**SHORT EXERCISE**. Can you copy out the stretch from the line containing "--detect wing fabric surface" through the end of the items, changing "JSON array" to "JSON list" and leaving everything else the same? Omit the pictures from your copy.

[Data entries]
╔══

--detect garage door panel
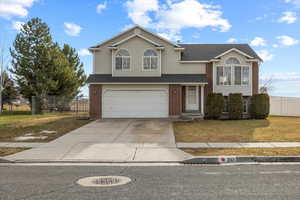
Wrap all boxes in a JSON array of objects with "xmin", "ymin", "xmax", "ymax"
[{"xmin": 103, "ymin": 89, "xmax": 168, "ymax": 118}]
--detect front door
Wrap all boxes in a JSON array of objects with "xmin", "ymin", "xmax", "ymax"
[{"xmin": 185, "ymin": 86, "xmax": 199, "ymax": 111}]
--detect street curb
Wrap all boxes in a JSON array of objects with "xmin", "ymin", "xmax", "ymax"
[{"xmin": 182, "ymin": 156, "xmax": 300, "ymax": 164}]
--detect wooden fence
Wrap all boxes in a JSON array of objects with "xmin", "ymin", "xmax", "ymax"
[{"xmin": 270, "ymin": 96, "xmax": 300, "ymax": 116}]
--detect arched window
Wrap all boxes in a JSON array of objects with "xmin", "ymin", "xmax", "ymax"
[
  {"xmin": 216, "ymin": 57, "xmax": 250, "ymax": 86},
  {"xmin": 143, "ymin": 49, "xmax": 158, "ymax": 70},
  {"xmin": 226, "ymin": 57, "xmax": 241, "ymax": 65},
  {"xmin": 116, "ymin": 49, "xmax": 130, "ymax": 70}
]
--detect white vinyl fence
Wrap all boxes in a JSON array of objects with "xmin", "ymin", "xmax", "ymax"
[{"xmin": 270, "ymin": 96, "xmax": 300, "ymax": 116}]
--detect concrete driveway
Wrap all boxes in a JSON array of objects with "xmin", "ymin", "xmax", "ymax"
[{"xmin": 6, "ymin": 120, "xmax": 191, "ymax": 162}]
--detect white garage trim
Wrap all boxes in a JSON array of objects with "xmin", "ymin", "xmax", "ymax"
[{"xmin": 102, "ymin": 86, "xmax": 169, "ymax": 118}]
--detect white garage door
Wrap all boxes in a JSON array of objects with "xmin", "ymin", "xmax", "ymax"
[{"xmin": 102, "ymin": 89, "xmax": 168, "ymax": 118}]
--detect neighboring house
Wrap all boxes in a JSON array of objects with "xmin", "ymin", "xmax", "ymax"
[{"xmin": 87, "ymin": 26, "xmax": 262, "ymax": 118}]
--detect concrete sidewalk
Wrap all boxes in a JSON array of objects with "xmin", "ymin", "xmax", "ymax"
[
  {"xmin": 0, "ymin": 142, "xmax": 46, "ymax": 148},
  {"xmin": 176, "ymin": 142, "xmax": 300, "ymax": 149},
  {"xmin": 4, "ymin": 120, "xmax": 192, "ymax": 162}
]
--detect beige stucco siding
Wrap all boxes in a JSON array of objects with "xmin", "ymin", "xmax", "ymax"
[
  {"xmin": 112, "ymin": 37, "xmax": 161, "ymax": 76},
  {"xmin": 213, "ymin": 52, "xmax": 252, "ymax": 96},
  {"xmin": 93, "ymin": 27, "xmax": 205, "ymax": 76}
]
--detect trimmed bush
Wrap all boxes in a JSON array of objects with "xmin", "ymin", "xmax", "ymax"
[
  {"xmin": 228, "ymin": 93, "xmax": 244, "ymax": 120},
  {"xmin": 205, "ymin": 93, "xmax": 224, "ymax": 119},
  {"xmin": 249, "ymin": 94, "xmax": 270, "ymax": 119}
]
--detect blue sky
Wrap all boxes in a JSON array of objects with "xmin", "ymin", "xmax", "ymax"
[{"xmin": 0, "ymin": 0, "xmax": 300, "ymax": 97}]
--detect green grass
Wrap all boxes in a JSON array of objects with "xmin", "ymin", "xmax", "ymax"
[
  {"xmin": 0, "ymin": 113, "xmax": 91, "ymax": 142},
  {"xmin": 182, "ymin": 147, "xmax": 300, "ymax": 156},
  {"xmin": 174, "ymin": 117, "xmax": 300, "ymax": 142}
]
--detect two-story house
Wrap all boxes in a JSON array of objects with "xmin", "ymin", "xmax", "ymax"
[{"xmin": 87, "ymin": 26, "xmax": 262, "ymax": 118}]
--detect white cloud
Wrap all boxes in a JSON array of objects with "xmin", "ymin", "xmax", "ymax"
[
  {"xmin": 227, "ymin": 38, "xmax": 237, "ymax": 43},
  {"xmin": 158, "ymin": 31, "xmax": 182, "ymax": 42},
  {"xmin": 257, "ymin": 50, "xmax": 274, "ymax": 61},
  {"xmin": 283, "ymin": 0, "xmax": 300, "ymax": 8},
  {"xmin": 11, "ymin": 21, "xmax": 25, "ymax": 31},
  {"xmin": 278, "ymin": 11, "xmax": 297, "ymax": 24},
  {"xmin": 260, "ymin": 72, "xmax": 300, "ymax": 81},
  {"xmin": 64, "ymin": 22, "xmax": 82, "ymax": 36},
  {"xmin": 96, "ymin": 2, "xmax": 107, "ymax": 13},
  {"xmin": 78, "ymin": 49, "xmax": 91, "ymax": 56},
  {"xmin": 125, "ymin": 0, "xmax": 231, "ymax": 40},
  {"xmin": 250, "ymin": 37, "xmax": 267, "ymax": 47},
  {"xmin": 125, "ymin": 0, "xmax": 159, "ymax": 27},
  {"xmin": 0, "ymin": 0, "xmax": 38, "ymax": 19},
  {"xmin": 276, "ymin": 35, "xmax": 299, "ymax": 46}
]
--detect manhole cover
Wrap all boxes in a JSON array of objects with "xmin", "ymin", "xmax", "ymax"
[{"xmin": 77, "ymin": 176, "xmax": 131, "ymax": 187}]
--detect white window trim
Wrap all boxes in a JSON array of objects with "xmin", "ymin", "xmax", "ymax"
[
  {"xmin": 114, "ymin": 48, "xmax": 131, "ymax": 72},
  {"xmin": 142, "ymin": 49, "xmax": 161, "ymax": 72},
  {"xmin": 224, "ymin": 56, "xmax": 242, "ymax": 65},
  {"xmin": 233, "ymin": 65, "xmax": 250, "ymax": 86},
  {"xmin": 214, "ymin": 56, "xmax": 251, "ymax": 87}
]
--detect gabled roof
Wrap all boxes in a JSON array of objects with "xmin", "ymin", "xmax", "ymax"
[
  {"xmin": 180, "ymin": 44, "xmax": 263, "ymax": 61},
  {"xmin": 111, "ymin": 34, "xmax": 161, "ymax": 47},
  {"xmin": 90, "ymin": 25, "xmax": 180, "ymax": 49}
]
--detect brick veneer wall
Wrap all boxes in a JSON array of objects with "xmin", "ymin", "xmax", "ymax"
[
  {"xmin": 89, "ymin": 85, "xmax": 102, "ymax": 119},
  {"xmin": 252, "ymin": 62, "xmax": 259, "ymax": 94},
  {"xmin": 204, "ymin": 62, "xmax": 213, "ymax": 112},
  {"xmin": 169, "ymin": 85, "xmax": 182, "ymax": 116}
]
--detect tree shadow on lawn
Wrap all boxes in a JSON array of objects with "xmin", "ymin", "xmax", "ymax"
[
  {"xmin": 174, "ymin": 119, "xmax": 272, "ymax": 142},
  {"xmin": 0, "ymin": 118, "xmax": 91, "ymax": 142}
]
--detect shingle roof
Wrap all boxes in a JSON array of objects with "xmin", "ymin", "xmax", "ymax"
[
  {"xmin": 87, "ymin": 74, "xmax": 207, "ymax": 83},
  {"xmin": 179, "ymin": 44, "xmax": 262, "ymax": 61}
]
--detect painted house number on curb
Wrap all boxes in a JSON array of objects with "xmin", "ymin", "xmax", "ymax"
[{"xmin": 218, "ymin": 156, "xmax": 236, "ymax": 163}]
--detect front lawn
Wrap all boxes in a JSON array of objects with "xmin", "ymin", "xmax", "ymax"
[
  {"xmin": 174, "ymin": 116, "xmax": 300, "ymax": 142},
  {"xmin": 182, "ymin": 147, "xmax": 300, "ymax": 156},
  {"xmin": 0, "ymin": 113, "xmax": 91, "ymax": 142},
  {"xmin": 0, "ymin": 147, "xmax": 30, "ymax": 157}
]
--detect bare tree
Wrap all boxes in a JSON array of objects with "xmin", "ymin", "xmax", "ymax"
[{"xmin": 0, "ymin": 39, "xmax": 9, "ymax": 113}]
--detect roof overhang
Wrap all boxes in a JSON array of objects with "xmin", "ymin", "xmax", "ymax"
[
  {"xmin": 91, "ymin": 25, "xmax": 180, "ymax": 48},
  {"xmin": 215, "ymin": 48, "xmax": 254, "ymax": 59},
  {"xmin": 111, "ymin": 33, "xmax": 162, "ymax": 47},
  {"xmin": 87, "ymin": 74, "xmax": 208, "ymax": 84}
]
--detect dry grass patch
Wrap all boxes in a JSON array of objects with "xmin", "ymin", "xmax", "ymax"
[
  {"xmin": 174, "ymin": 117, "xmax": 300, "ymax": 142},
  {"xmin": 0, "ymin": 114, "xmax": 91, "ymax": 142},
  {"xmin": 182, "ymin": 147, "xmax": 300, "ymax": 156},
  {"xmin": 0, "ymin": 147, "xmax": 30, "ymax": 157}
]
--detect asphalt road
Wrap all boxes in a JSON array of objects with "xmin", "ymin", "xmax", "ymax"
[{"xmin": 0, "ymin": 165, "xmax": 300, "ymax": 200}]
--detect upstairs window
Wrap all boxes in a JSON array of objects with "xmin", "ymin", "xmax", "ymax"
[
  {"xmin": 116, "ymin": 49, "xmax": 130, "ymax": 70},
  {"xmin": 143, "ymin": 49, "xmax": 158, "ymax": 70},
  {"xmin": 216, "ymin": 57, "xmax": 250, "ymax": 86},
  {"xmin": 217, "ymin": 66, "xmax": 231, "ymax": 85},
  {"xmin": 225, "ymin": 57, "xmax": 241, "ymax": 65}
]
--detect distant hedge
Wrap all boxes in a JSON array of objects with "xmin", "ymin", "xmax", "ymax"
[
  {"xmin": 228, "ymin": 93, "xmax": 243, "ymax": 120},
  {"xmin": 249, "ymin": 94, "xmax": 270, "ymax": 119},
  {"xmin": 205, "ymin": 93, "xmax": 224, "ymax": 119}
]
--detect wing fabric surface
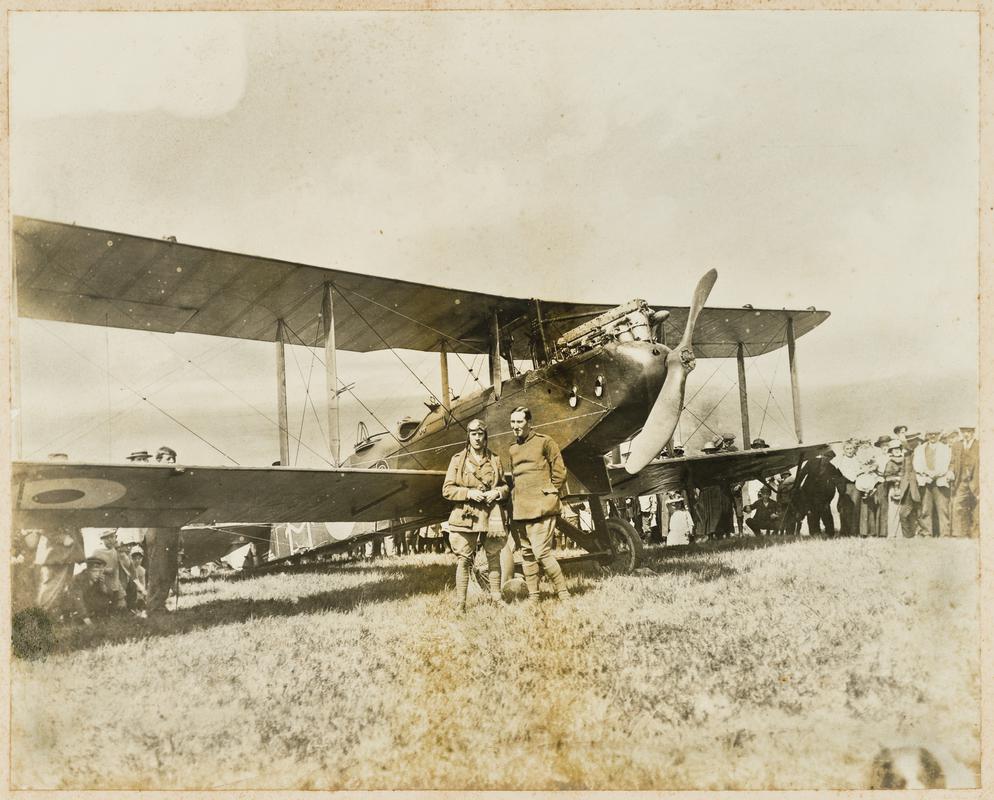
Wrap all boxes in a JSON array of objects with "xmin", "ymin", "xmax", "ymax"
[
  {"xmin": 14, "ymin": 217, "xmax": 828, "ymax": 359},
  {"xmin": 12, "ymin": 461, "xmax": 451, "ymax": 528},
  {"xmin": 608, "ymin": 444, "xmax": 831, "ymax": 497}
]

╚══

**TASK RESULT**.
--detect wing fabric surface
Wrap all boxes in a JSON list of objects with "xmin", "ymin", "xmax", "ymax"
[
  {"xmin": 14, "ymin": 217, "xmax": 828, "ymax": 359},
  {"xmin": 12, "ymin": 461, "xmax": 451, "ymax": 528},
  {"xmin": 608, "ymin": 444, "xmax": 831, "ymax": 497}
]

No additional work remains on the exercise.